→ **TO BE DONE**
Please locate every line in the rows below that contains the word "grey" and copy each one out in full. Case counts, so match only that exact capitalization.

→ **SUPPLIED DATA**
------------------------------------------------
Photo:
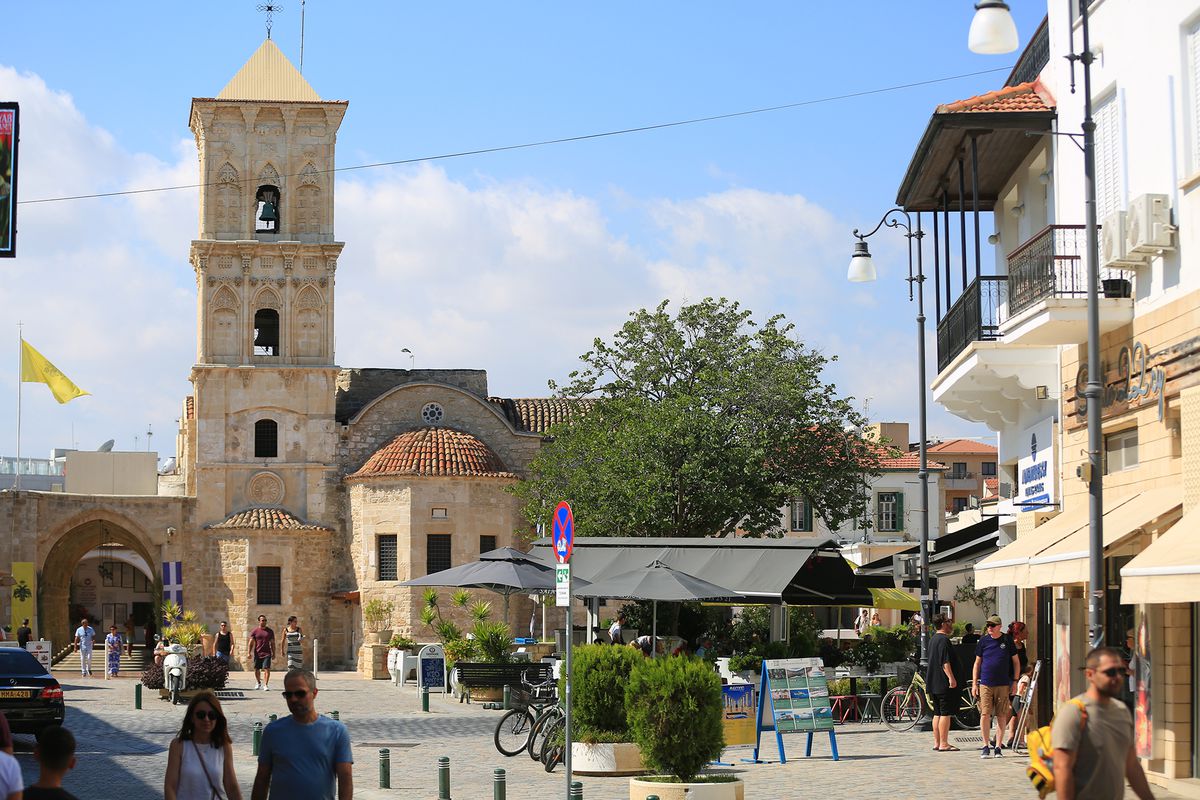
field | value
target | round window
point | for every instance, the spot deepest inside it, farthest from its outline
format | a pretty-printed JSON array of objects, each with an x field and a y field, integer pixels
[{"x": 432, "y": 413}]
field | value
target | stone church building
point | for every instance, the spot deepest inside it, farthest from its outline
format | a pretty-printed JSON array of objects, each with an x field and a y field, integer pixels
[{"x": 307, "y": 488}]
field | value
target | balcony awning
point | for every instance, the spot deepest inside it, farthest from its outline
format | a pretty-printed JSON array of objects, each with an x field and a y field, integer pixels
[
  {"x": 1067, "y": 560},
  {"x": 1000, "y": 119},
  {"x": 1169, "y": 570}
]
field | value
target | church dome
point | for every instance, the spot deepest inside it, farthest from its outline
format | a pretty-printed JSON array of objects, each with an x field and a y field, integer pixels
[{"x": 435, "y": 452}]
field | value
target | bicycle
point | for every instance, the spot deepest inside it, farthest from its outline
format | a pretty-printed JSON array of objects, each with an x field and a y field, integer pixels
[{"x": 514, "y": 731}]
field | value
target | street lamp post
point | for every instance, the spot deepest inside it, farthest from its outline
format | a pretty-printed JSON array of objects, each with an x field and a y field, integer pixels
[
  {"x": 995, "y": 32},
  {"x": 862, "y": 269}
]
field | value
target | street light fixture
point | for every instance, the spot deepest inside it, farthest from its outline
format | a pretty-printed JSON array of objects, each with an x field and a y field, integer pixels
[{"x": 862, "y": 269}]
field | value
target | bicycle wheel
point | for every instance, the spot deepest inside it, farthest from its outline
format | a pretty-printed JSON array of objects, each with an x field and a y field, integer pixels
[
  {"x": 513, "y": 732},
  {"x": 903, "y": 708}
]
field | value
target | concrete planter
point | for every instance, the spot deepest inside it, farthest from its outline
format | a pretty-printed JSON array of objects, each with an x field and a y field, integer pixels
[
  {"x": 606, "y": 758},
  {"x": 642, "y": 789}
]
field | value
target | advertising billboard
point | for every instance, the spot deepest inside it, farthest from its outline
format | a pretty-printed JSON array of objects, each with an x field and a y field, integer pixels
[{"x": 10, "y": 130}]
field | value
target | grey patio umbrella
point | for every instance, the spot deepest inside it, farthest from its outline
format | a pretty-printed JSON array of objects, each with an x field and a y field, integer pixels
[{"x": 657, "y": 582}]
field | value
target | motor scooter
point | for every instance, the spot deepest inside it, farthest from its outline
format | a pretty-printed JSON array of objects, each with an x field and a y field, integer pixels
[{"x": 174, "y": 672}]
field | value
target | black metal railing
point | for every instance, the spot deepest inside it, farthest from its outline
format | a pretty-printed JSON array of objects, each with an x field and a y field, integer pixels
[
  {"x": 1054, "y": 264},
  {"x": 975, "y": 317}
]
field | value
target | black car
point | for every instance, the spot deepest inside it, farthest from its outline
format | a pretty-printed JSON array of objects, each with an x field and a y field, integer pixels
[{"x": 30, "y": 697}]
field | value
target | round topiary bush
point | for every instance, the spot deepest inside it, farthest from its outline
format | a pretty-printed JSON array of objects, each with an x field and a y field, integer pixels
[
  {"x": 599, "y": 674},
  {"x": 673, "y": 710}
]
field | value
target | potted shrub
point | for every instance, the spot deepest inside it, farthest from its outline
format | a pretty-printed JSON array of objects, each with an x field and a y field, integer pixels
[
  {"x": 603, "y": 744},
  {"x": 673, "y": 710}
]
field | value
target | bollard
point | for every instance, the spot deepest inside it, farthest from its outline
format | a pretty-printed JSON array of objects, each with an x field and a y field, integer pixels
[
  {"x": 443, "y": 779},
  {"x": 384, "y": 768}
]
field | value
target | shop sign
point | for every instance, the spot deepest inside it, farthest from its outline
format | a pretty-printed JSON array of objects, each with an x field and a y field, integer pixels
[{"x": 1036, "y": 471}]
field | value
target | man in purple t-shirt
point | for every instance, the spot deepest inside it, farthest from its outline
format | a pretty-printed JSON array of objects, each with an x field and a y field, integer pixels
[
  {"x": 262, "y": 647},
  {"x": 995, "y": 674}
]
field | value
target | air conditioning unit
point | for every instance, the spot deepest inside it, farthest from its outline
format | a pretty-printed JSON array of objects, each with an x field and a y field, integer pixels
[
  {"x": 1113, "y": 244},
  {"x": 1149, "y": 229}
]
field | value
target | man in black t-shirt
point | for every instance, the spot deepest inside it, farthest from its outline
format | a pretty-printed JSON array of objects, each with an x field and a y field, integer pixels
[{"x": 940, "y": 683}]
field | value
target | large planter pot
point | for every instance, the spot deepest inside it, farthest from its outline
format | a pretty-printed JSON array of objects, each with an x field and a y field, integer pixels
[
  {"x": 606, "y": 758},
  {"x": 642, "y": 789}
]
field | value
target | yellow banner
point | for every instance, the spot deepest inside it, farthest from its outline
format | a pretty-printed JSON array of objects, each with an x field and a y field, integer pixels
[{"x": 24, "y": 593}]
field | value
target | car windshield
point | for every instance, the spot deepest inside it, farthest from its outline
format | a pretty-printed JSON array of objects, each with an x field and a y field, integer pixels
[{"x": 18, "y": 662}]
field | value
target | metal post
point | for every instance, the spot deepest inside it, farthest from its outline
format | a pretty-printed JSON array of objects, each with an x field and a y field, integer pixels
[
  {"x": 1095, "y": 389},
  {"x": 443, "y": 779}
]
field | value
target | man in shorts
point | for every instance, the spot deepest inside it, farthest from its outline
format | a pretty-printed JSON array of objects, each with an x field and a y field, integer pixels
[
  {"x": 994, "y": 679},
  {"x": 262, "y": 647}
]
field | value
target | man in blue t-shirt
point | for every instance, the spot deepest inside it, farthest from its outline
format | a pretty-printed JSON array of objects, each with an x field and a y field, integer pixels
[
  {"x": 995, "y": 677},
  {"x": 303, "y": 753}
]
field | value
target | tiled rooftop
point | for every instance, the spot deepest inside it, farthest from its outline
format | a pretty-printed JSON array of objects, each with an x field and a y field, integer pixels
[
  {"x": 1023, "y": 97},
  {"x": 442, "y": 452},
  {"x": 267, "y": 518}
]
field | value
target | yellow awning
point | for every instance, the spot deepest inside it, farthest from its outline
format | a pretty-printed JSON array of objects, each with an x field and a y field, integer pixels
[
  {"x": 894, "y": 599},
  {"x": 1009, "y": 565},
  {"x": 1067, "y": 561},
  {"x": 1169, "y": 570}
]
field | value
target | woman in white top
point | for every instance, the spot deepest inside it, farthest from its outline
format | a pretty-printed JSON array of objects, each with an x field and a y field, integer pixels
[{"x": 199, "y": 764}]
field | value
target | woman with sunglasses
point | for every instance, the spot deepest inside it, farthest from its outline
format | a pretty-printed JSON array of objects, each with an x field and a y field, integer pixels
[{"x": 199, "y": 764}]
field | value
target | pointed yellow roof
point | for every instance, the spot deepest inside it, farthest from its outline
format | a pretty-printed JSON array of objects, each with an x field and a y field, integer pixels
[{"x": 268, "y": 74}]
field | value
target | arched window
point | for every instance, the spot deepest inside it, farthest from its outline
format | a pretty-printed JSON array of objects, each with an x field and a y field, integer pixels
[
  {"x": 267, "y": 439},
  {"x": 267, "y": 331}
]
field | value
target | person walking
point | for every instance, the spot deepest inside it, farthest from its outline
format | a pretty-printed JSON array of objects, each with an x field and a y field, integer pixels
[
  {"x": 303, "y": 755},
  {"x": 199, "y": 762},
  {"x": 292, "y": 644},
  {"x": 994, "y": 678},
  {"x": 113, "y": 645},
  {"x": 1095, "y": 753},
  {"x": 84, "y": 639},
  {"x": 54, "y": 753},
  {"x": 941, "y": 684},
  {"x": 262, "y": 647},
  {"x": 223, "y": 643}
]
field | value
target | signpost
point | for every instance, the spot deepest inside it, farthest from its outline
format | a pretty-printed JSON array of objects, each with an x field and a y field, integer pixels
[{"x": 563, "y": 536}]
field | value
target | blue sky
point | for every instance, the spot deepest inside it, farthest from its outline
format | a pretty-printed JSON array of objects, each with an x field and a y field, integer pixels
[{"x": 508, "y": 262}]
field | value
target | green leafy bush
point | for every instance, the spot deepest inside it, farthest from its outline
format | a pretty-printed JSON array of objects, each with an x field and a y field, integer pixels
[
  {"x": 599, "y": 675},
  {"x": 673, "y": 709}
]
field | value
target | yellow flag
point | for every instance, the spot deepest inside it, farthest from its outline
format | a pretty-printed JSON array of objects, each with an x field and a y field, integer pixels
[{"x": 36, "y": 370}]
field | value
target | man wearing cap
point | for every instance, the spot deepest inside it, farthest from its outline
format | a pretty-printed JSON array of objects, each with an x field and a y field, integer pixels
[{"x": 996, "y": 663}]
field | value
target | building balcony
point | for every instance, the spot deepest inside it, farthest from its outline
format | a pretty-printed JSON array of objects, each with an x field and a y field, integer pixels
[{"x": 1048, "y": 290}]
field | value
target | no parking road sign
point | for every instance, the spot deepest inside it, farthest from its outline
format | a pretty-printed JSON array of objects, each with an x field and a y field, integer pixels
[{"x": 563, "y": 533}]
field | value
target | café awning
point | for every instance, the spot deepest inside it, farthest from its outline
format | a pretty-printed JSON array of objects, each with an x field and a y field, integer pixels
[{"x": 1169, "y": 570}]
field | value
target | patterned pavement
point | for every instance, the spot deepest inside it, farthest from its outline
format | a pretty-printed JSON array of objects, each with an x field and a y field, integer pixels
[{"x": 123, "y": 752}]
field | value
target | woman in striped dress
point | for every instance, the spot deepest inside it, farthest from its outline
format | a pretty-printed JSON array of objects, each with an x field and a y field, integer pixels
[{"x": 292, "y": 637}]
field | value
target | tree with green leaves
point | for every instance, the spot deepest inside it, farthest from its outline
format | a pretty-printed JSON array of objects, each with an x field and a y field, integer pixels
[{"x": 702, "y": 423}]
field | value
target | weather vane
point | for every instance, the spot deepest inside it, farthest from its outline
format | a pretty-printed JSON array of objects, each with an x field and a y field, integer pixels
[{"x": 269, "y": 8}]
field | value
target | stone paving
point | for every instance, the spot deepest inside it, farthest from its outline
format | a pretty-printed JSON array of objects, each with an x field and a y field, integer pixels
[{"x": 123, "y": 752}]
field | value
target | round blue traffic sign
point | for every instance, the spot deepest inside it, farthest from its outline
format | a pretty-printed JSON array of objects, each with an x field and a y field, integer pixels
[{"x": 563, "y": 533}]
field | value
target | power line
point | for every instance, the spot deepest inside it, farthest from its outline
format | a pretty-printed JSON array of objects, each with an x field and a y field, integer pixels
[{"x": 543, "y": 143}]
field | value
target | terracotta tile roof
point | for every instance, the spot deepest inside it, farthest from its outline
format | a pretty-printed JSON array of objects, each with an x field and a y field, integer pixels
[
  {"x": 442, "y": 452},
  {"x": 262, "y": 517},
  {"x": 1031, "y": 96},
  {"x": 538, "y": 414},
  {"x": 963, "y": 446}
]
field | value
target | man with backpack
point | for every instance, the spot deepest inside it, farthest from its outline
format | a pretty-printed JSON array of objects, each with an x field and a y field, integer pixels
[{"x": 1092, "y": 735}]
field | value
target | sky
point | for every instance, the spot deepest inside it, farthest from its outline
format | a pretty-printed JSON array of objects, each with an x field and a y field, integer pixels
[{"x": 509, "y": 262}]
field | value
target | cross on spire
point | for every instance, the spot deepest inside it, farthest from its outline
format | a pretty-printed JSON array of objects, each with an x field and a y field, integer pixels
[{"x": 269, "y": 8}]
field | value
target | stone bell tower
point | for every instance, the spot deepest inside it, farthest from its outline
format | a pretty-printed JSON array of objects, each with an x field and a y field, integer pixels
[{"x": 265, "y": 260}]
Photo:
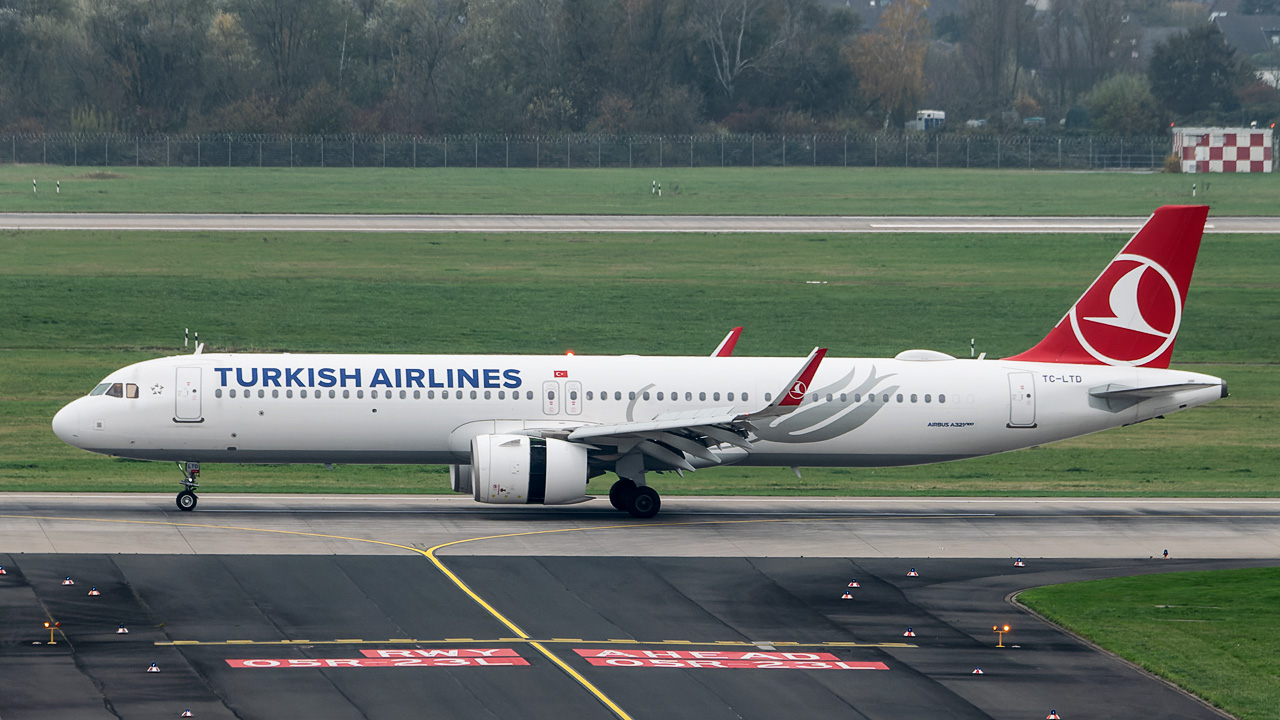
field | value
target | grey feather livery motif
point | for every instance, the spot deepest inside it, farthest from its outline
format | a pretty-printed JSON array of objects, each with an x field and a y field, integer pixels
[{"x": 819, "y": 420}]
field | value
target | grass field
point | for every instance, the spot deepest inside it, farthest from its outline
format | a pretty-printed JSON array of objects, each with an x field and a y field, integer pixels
------------------------------------------------
→ **EXERCISE RESPONSE**
target | grey patio umbrella
target | grey feather livery motif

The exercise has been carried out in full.